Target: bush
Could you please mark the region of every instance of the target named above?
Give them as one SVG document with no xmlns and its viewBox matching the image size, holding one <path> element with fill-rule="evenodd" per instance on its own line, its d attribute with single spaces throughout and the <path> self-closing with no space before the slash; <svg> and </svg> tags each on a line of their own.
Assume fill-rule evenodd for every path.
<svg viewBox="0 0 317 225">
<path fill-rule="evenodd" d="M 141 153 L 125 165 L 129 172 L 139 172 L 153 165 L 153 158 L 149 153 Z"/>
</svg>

--

== YOUR GOAL ==
Rewrite the whole listing, replacing "region" with "area" and keeping everything else the same.

== ANSWER FOR THIS EXERCISE ==
Target: bush
Could you please mark the area of every instance of the target named above?
Give them as one SVG document with no xmlns and its viewBox matching the image size, holding one <path> element with fill-rule="evenodd" per instance on its own line, its d attribute with single spaces throughout and the <path> self-closing with no space before the slash; <svg> and </svg> tags each on a line of their own.
Assume fill-rule evenodd for every path.
<svg viewBox="0 0 317 225">
<path fill-rule="evenodd" d="M 141 153 L 125 165 L 129 172 L 139 172 L 153 165 L 153 158 L 149 153 Z"/>
</svg>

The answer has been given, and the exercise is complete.